Venerdì, 19 aprile 2024 - ore 13.50

L’EcoStoria 2 giugno 2017 , post scriptum

Pur recalcitranti all’auto-citazione, siamo costretti a rimandare i lettori all’incipit della cronaca, con cui salutavamo, con compiaciuto ottimismo, la manifestazione del 1 giugno, intitolata “Il sentiero della Costituzione”.

| Scritto da Redazione
L’EcoStoria 2 giugno 2017 , post scriptum

Quasi presentissimo l’agguato di una disillusione, mettevamo, però, le mani avanti: “Non c’è più niente (o quasi) che faccia delle ricorrenze un’occasione per rinsaldare i legami di identità e di condivisione. Hai voglia con le sfilate ai Fori Imperiali, con le Frecce Tricolori e, scendendo per li rami della Penisola, con le pur apprezzabili cerimonie di paese!

Si gonfiano i petti dell’orgoglio repubblicano e si placa la coscienza della testimonianza civile; ma non si va molto oltre il minimo sindacale.

********

__COMPITI ASSEGNATI__:
1. Puoi ricopiare senza alcuna modifica le righe dei record a partire da quella che contiene "[Batch spec] Target class: house." e fino alla fine dei record, estremi compresi?
2. Come prosegue il brano sul 2 giugno 2017? Scrivine il seguito a partire dal punto in cui si interrompe.
Il brano sul 2 giugno 2017 e i record non hanno alcun legame tra loro.

__DATI DELL'ESERCIZIO__:
********

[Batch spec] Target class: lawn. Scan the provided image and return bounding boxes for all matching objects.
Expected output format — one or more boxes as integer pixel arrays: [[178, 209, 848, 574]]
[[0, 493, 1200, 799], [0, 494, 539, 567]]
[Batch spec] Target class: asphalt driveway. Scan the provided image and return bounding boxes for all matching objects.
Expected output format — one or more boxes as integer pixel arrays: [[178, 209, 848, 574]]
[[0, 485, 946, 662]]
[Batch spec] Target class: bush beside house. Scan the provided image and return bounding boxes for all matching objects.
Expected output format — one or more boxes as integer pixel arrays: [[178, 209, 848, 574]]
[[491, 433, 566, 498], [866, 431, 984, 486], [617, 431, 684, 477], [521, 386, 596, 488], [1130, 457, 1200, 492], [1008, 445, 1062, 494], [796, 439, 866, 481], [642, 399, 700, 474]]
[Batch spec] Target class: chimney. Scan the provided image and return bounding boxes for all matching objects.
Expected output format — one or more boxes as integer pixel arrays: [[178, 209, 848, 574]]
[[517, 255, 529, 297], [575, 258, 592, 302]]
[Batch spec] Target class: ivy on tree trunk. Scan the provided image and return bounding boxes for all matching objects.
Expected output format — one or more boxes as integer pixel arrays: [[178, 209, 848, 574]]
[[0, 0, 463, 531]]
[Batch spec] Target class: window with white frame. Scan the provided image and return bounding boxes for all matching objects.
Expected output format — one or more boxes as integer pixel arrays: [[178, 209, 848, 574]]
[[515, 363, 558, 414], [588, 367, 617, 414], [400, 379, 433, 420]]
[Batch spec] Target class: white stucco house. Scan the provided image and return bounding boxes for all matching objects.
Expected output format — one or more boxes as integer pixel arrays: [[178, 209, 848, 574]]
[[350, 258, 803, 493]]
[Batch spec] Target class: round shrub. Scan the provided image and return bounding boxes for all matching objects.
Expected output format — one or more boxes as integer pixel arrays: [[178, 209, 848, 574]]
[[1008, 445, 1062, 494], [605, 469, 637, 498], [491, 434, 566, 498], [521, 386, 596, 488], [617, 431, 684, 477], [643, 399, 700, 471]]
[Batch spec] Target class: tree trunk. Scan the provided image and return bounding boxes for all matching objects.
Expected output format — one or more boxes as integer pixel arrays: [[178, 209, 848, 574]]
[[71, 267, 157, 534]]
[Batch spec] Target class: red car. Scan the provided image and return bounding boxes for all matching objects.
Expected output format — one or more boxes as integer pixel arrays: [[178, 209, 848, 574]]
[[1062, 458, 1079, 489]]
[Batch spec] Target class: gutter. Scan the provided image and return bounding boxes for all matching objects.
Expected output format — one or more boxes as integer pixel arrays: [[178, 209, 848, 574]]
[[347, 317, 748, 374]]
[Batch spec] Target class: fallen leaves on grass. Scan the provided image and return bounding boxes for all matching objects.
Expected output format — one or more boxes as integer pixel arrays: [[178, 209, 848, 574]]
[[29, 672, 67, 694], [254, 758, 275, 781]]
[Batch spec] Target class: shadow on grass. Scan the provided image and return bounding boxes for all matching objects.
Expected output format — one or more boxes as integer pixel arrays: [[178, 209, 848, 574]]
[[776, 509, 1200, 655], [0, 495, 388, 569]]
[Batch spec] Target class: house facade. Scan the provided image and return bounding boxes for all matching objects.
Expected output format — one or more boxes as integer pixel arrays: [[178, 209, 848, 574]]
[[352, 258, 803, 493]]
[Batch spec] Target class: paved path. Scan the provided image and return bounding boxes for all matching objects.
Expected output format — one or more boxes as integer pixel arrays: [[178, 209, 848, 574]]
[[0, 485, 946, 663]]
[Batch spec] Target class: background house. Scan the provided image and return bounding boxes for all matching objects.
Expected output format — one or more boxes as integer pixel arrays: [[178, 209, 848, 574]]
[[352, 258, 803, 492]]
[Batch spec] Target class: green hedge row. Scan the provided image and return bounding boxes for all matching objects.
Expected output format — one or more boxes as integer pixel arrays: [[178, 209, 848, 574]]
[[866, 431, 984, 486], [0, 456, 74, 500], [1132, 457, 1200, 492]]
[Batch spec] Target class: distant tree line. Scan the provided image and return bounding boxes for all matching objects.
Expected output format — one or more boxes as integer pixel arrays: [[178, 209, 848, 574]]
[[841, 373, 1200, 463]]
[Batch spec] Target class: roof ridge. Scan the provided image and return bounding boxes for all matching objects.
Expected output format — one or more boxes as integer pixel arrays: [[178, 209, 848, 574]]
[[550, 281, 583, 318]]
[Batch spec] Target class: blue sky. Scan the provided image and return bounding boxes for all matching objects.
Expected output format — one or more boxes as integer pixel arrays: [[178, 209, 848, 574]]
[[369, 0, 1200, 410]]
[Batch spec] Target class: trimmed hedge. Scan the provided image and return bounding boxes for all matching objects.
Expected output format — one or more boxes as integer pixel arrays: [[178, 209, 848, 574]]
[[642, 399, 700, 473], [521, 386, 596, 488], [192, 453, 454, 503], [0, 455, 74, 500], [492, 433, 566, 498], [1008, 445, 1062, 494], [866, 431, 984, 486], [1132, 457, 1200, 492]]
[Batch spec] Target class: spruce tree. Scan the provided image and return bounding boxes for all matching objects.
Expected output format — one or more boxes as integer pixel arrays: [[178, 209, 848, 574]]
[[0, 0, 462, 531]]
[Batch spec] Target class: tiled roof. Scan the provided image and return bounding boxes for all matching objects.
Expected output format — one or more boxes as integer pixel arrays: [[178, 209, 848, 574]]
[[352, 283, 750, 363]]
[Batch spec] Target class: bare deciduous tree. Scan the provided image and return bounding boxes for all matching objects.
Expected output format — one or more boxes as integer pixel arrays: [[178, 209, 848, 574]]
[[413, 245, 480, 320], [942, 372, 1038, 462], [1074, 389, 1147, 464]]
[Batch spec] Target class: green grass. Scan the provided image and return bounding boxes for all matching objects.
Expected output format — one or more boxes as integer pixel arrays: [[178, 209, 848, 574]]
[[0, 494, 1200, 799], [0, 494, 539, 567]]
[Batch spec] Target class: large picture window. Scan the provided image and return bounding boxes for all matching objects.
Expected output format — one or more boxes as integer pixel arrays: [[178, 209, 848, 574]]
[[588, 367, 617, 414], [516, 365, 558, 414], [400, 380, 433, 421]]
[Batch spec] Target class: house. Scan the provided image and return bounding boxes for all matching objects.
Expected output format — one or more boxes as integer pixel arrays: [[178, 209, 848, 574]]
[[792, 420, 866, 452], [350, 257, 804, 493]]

********

__RISPOSTE PER COMPITO__:
1.
[Batch spec] Target class: house. Scan the provided image and return bounding boxes for all matching objects.
Expected output format — one or more boxes as integer pixel arrays: [[178, 209, 848, 574]]
[[792, 420, 866, 452], [350, 257, 804, 493]]

2.
La vera questione è costituita dalla consapevolezza di dover spostare il baricentro della memoria e della testimonianza dal bacino del passato/presente al futuro”.

Eccoti servito!

Meno di ventiquattrore dopo, nella medesima piazza maggiore, l’establishment dispensa alla ricorrenza della Repubblica esattamente quanto ci eravamo sentiti di esorcizzare.

Mancavano le “frecce tricolori”. Ma tutto il resto era al suo posto: inni, ottoni, vessilli, divise, retorica e, giustappunto, autorità. Insomma un combinato che, quando si tratta di piegare le celebrazioni in un senso non esattamente edificante, non manca mai.

Verrebbe, d’istinto, da chiedere al genio della lampada, presumibilmente annidato nella conformistica ragnatela del Viminale e prontamente corrisposto dall’ossequio del Viminale de noantri, cui prodest, nel momento attuale, un format celebrativo come quello cucito sulla festa della Repubblica 2017?!

Neanche ai tempi della nomenklatura sovietica si usava replicare, pari pari dalla piazza del Cremlino ai capoluoghi delle repubbliche sovietiche, la medesima cornice coreografica ed il medesimo discorso (unico).

Nella fattispecie (appunto) è stato il messaggio del Capo dello Stato, riletto, per disposizione ministeriale, dal Prefetto.

Tutto qui!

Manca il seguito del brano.